**Challenge**
Every record below should be transcribed exactly. Omit the images.

start Records

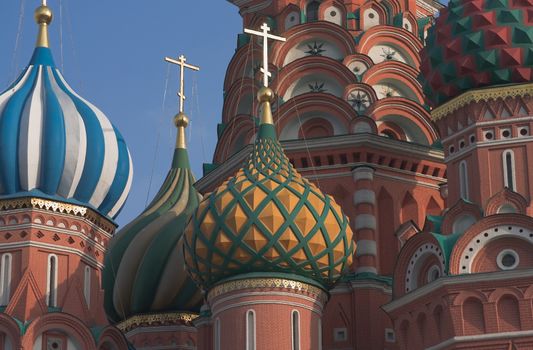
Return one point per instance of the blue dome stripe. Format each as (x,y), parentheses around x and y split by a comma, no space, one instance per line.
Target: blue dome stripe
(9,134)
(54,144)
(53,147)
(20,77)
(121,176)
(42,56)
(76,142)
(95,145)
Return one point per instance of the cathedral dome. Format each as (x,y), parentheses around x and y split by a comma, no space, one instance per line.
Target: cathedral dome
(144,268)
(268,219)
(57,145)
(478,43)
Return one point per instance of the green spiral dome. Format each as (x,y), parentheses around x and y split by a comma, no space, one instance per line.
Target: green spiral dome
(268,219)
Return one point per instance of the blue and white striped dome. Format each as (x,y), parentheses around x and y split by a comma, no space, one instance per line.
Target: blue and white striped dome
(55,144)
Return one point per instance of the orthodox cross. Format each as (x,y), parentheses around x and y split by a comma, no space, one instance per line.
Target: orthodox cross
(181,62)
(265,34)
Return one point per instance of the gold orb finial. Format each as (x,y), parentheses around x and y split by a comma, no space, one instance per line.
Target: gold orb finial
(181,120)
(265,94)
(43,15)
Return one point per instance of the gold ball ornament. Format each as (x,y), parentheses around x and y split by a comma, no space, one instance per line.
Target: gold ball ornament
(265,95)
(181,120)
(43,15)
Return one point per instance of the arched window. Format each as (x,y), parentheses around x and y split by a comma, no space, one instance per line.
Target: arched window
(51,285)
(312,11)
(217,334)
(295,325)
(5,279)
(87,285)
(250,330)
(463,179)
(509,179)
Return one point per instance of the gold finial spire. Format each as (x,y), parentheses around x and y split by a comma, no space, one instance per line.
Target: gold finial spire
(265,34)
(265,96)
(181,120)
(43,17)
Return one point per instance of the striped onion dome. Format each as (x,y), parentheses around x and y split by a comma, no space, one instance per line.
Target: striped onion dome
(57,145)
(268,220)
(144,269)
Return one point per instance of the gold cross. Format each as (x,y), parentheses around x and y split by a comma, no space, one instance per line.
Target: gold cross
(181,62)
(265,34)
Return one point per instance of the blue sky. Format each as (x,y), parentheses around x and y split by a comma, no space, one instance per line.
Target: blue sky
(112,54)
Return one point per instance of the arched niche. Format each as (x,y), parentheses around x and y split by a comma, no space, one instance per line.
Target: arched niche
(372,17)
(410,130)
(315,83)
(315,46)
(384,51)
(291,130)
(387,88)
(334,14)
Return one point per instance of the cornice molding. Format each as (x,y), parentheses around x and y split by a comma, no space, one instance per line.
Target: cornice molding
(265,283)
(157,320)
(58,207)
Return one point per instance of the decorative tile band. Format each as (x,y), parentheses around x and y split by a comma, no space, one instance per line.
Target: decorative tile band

end Records

**Answer to the task**
Return one point per instance of the blue dome stripe. Format each as (x,y), parentheses around x and y split by a comma, no space, one instance per line.
Target: blue dome stripe
(9,134)
(54,144)
(53,147)
(20,77)
(121,176)
(42,56)
(76,142)
(95,145)
Return one point per instance of the cathedral dome. Format each as (x,y), parentheses around x and y split by a comma, no space, one instance per line.
Target: cathedral dome
(144,268)
(268,219)
(57,145)
(478,43)
Return one point per instance of the green spiral dome. Format each as (x,y), parentheses around x and y split by a comma, no space, one instance per line.
Target: green spiral dome
(268,219)
Return one point per instance of the blue and white striped dome. Format each as (x,y), parentheses around x and y split by a comma, no space, one instance per line.
Target: blue and white striped dome
(55,144)
Return one point per instance of the orthodox cross. Format each as (x,y), parentheses around x and y split by a comma, no space, one instance per line.
Target: orthodox cross
(181,62)
(265,34)
Return one point per instance of the gold orb finial. Format each as (x,y), parentheses around x and y split by a comma, no space, one instance per line.
Target: gold orb finial
(181,120)
(265,94)
(43,15)
Return one point per instance of the gold ball ornament. Format each as (x,y), parentheses around x and y split by a comma, no space, one instance per line.
Target: gold ball ornament
(265,95)
(181,120)
(43,15)
Return one point per instance of the arched window. Format each as (x,y), parentheses around x and y split by a comma, no space, one instance per line.
Target: arched window
(51,285)
(312,11)
(217,334)
(295,325)
(5,279)
(87,285)
(250,330)
(463,179)
(509,179)
Return one point per instance of the gold finial spire. Format each as (x,y), parentheses around x and y split by a comma, no space, one instance per line.
Target: gold finial spire
(265,34)
(265,96)
(181,120)
(43,17)
Return one point per instance of the striped onion dome. Format each as (x,y), parentheses around x and y split by a comma, no space, one instance per line.
Target: striped onion dome
(57,145)
(268,220)
(144,269)
Return one point per instance of the gold cross. Format each as (x,y), parentheses around x and y split by a comma, no space, one instance per line.
Target: gold cross
(181,62)
(265,34)
Return one point per instance of the blue sky. Format each as (x,y), parentheses around x and y split by a comma, no space, one instance per line.
Target: blue sky
(112,54)
Return one point per instance of the arched niche. Format each as (x,y), parentheses around x and y split by a comma, no space, one instance per line.
Target: arched niche
(372,17)
(410,130)
(315,83)
(315,46)
(384,51)
(291,130)
(387,88)
(334,14)
Return one point per instance of the cornice molding. Format each as (x,y), parentheses around x and y split by a comma, no space, one instance per line.
Target: cornice molding
(265,283)
(157,320)
(58,207)
Return one point per instance of the decorative tile band. Format each as (x,y), parentheses around x and y split by a comma, no space, one instance per line.
Target: decorative tile band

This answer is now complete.